**Exercise objective:** Please copy the stretch from "Our physical experiences" through "as a knitter." in the article on Anna Briggs' hymns, word for word.

**Reading text:**

Our physical experiences as human beings are integral to Anna Briggs' imagery and writing. It also turns out that there is a real connection between Anna Briggs' commitment to hymn writing and her skill as a knitter.

[Read Part 1 of this article]

Anna Briggs is not widely represented in denominational hymn books. However, many of her hymns and prayers appear in occasional publications and anthologies (e.g. Celebrating Women: the new edition pub. SPCK, London: 1995). They are notable for their challenging engagement with difficult and painful issues. “You called us all to you” was written in 1988 for a friend who died of AIDS. In it, Anna captures a sense of faith’s fragility and our nervousness about following Jesus’ example:

 



You called us all to you
And like moths round a flame,
How we timidly flew
While we first learned your name;
We hung back and trembled,
At the pain we might share;
But found, once assembled,
We were safe in your care.

Continually, Anna confronts us with our physicality as human beings and with the unwanted shocks and burns of daily life. “You gave us to each other, Lord” powerfully captures the reality of domestic violence and abuse (“lashing tongue and thrusting fist, / And touch unasked, un-named”) and sets that against a prayer: “Stretch out your nail-marked hands in love, / Make violence to cease. . . Restore the homes deprived of joy, / Deliver those in pain. . .”

And if Jesus’ physical experience is made real in this text, so is that of his mother Mary in “Stay my child”:

Stay my child, my body sharing,
girlhood’s peace from me is torn;
well I know a mother’s fearing,
hope miscarried, joy stillborn.

**Data to examine:**
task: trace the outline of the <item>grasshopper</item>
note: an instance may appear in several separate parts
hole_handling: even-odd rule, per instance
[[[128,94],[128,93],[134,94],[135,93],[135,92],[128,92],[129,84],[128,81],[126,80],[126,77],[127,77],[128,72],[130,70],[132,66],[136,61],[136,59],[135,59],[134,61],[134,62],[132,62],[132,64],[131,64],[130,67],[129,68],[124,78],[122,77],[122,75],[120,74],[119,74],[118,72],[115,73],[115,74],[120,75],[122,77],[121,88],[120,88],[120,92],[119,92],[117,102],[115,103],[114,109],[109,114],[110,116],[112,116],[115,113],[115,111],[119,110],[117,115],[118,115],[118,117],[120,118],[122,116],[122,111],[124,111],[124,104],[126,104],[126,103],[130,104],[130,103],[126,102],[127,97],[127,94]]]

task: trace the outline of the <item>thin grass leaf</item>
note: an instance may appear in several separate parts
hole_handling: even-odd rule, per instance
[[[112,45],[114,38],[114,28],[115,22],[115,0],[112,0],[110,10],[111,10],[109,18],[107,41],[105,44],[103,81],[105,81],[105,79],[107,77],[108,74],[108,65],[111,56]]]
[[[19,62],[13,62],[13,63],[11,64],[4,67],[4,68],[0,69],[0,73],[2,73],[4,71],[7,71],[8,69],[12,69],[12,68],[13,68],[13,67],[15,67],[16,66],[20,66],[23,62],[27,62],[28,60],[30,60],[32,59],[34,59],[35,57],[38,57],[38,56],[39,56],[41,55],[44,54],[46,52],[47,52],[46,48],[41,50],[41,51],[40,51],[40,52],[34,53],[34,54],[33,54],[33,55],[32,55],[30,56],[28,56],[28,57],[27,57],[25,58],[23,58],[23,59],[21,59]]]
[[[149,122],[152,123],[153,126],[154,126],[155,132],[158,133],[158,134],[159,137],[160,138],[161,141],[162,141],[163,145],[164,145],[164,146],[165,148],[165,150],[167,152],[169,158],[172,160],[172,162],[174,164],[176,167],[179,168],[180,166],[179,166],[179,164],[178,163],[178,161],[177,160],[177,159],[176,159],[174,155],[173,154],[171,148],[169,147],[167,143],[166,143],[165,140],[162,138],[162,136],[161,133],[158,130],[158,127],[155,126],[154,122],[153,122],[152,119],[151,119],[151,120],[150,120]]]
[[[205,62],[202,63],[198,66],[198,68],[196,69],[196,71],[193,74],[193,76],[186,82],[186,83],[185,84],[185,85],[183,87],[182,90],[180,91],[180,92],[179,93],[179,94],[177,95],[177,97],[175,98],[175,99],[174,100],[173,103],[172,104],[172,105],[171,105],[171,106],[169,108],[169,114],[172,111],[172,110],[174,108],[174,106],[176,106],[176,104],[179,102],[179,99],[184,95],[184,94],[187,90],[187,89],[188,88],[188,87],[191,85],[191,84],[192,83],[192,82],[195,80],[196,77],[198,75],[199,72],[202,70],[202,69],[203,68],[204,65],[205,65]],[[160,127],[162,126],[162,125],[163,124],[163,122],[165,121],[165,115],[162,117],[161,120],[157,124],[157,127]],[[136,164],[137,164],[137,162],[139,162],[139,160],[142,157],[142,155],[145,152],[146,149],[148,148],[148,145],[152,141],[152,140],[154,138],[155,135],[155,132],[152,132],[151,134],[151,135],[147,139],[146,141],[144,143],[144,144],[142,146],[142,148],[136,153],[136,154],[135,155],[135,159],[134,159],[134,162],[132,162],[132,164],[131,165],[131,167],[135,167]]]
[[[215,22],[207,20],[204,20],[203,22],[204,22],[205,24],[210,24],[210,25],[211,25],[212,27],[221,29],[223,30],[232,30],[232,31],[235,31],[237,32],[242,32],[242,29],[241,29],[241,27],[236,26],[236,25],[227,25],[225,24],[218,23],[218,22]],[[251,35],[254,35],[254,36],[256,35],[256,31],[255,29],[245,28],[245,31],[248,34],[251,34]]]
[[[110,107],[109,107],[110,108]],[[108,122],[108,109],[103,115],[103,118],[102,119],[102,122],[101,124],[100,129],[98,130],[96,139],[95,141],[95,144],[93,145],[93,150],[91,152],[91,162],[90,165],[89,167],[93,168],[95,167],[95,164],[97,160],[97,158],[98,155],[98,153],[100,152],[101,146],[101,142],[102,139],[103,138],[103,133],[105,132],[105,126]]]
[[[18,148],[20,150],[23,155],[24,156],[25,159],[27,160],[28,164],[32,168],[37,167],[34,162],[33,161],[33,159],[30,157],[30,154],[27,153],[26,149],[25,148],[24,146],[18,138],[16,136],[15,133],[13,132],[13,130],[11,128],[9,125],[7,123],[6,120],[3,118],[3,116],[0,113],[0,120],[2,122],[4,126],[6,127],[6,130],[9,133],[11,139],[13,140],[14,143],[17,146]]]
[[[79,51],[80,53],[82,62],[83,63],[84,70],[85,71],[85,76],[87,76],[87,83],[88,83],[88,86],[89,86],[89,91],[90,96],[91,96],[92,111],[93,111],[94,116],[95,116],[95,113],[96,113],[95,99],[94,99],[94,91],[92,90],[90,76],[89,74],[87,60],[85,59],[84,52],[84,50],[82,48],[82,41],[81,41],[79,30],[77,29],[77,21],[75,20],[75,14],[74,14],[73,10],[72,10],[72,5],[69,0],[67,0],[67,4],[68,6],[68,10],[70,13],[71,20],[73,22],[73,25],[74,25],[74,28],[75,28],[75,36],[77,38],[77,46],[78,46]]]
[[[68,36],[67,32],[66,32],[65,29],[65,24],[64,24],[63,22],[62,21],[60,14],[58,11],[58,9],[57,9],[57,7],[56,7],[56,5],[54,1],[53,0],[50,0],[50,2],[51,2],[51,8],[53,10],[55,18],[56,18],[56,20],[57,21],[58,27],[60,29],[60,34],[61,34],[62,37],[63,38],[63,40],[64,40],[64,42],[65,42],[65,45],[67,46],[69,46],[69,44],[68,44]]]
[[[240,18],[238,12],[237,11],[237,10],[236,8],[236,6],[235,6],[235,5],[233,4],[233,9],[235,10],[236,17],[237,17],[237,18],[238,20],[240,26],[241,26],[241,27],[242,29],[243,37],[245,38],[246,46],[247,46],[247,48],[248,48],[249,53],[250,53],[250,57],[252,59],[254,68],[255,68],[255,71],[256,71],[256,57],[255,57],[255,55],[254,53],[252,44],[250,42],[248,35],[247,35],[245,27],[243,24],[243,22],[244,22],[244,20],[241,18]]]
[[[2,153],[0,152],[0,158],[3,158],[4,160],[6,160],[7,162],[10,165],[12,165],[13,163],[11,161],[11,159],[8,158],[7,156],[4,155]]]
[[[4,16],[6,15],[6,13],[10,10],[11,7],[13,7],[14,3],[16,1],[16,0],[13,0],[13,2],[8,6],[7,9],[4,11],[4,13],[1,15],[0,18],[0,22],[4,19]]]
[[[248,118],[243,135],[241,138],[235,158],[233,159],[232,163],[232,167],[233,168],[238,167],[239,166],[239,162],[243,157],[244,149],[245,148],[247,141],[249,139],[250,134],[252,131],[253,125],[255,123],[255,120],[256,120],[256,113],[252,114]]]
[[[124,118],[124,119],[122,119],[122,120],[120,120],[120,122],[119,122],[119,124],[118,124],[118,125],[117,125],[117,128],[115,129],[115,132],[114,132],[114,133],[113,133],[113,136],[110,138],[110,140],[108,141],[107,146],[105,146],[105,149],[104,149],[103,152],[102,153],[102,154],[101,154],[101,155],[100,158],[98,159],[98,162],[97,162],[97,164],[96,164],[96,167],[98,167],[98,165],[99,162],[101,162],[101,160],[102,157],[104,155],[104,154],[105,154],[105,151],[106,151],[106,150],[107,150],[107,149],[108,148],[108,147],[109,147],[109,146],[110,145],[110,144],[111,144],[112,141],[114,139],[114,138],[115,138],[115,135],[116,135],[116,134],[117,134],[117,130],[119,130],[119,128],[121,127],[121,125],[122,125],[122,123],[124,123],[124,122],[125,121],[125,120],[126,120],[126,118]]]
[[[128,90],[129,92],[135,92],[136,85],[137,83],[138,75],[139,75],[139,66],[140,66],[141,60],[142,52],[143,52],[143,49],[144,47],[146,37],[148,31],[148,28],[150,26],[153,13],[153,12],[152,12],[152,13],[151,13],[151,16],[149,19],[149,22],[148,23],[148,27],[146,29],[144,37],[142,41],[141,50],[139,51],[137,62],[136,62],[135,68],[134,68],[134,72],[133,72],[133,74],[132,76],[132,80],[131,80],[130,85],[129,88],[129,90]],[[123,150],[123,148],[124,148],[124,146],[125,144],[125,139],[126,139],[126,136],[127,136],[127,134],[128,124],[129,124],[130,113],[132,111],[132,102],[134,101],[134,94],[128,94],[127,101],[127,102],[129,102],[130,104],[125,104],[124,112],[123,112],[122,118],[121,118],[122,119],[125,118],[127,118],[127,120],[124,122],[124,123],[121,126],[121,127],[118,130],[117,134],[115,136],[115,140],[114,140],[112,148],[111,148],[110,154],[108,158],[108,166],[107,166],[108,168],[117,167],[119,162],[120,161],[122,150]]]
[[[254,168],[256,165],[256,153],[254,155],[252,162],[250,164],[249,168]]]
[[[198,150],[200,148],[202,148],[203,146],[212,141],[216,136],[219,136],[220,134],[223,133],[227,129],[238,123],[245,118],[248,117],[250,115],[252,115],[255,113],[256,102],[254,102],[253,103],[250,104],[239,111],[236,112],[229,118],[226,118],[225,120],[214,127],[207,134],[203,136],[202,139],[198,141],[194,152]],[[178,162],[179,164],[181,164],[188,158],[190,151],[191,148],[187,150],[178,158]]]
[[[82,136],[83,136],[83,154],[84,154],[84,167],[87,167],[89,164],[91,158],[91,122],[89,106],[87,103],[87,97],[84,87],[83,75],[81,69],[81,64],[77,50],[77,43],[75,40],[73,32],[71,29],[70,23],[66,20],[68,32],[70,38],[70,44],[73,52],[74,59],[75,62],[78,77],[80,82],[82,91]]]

**Answer section:**
Our physical experiences as human beings are integral to Anna Briggs' imagery and writing. It also turns out that there is a real connection between Anna Briggs' commitment to hymn writing and her skill as a knitter.